● TASK OBJECTIVE
Retype the data that follows line by line, exactly, and leave its pictures out.

● PROVIDED DATA
---

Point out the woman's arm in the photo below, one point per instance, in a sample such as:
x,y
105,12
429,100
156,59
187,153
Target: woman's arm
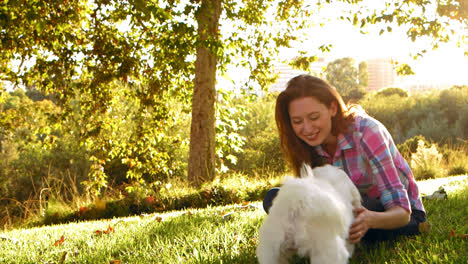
x,y
392,218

---

● PROBLEM SOLUTION
Point out the woman's arm in the photo below, one point per instance, in a sample such as:
x,y
105,12
429,100
156,59
187,153
Target: woman's arm
x,y
392,218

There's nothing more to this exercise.